■ Task details:
Reproduce verbatim the portion of the Gordon Bell Prize article from "Established more than" up to and including "Tensor Core GPUs.".

■ Provided passage:
- - - - -
Shapely Bell Curve: NVIDIA Volta Tensor Core GPUs Power 5 of 6 Gordon Bell Finalists
Movies have the Oscars. Television has the Emmys. Broadway has the Tonys.
But for those known for harnessing computing power more than star power, what counts is the Gordon Bell Prize.
Established more than three decades ago by the Association for Computing Machinery, the award recognizes outstanding achievement in the field of computing for applications in science, engineering and large-scale data science.
This year, five of the six prize finalists, who were just announced by ACM, did their work on the new NVIDIA GPU-accelerated Summit system at Oak Ridge National Laboratory and Sierra system at Lawrence Livermore National Laboratory. Summit is currently the world’s fastest supercomputer and Sierra is the third fastest, according to most recent Top 500 list.
The Gordon Bell Prize winner will be announced Nov. 15 at the Supercomputing 2018 conference, in Dallas.
Summit, an open system for researchers worldwide, is designed to bring 200 petaflops of high-precision computing performance and over 3 exaflops of AI, powered by 27,648 NVIDIA Volta Tensor Core GPUs.
The revolutionary accelerators enable multi-precision computing that fuses the highly precise calculations to tackle the challenges of high performance computing with the efficient processing required for deep learning.
- - - - -
Dataset entries
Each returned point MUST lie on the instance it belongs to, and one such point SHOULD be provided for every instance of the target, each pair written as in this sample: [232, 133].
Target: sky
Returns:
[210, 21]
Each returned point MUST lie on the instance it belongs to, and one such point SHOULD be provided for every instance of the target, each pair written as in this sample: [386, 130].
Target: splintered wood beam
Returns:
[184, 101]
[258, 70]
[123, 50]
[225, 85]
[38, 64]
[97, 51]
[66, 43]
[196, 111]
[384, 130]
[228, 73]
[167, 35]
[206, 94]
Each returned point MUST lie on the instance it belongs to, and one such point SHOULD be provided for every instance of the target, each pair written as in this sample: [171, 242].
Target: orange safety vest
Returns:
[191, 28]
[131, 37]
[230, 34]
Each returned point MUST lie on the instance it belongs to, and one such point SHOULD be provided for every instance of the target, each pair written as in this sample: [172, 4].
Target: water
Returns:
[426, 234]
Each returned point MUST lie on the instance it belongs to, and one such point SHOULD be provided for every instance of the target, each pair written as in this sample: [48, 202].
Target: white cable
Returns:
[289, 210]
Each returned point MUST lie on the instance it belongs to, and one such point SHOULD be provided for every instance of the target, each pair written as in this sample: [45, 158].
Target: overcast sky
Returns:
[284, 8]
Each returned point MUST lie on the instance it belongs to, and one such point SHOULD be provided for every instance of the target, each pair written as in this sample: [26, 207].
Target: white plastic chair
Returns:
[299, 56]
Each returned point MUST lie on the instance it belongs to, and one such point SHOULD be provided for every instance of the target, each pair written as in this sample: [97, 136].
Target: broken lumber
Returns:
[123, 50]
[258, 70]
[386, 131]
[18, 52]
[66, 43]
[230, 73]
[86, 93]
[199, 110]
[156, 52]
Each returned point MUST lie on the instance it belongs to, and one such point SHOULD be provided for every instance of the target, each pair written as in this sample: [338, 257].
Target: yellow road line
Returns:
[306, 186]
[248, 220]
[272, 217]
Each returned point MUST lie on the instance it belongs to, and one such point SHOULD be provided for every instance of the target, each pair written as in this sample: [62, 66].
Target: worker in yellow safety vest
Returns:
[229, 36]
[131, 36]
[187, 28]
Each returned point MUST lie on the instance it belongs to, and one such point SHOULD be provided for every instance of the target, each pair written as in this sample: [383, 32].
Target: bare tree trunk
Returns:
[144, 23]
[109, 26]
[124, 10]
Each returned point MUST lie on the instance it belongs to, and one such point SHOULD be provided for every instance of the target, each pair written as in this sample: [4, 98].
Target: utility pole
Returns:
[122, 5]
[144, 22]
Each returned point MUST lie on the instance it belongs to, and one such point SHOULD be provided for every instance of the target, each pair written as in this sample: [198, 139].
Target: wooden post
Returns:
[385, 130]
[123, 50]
- - - - -
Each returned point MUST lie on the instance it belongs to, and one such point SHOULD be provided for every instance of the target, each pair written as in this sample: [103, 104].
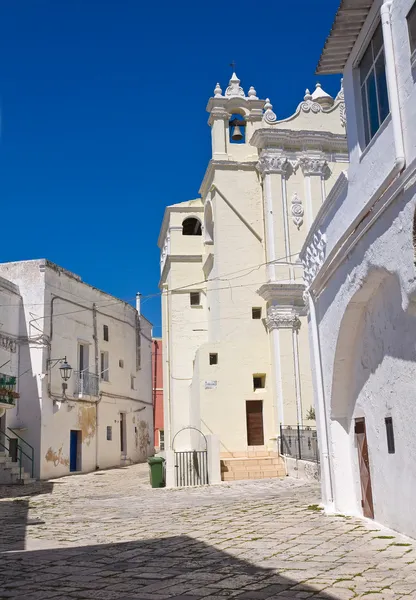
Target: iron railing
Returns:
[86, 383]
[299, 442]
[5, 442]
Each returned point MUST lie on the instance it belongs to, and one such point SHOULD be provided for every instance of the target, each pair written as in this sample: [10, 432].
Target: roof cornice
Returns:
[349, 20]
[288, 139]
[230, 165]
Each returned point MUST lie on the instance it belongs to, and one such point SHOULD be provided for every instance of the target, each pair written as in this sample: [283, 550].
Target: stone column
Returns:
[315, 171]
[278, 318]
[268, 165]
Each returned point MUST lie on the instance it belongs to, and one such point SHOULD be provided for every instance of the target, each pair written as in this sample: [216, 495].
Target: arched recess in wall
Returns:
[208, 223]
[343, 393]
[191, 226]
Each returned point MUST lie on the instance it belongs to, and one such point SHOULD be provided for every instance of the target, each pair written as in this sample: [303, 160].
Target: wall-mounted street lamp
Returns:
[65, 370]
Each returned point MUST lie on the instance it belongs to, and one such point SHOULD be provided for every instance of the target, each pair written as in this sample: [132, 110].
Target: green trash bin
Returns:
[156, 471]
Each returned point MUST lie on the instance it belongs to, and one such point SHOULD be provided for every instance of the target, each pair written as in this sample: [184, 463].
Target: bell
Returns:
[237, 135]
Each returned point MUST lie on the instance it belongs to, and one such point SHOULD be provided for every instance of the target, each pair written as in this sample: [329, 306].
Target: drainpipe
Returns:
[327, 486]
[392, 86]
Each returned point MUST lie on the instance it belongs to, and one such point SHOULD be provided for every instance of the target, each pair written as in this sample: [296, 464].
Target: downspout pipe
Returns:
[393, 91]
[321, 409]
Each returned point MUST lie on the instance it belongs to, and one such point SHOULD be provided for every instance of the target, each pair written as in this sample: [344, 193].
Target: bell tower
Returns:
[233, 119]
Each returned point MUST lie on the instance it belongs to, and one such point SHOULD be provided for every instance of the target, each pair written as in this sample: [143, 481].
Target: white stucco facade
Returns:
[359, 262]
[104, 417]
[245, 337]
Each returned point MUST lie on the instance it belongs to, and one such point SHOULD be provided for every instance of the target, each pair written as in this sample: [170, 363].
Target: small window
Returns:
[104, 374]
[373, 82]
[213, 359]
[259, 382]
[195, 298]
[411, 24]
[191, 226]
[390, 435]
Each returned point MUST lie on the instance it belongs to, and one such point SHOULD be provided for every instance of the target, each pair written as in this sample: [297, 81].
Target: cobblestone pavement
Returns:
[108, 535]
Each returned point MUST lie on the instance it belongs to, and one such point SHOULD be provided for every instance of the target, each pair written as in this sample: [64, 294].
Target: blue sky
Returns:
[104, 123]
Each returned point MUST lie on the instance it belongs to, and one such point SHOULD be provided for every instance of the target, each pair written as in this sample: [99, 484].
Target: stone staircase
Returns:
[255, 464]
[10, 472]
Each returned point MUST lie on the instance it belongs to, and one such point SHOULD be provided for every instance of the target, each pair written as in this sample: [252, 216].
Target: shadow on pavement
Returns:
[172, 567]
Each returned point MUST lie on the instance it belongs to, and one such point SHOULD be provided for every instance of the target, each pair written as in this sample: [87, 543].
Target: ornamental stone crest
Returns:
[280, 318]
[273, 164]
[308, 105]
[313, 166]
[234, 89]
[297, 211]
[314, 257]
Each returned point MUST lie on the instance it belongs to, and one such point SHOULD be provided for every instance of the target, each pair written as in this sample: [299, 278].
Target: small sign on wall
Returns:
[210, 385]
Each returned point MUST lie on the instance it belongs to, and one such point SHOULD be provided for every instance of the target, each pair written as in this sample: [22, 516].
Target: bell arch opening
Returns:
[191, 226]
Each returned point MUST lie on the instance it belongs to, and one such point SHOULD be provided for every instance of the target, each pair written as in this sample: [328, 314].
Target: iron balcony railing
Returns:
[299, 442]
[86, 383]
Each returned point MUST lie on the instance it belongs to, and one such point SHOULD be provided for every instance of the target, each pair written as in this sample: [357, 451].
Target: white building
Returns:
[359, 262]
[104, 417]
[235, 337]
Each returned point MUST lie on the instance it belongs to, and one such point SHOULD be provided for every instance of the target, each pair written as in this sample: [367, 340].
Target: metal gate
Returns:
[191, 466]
- - - - -
■ Expected output:
Established more than three decades ago by the Association for Computing Machinery, the award recognizes outstanding achievement in the field of computing for applications in science, engineering and large-scale data science.
This year, five of the six prize finalists, who were just announced by ACM, did their work on the new NVIDIA GPU-accelerated Summit system at Oak Ridge National Laboratory and Sierra system at Lawrence Livermore National Laboratory. Summit is currently the world’s fastest supercomputer and Sierra is the third fastest, according to most recent Top 500 list.
The Gordon Bell Prize winner will be announced Nov. 15 at the Supercomputing 2018 conference, in Dallas.
Summit, an open system for researchers worldwide, is designed to bring 200 petaflops of high-precision computing performance and over 3 exaflops of AI, powered by 27,648 NVIDIA Volta Tensor Core GPUs.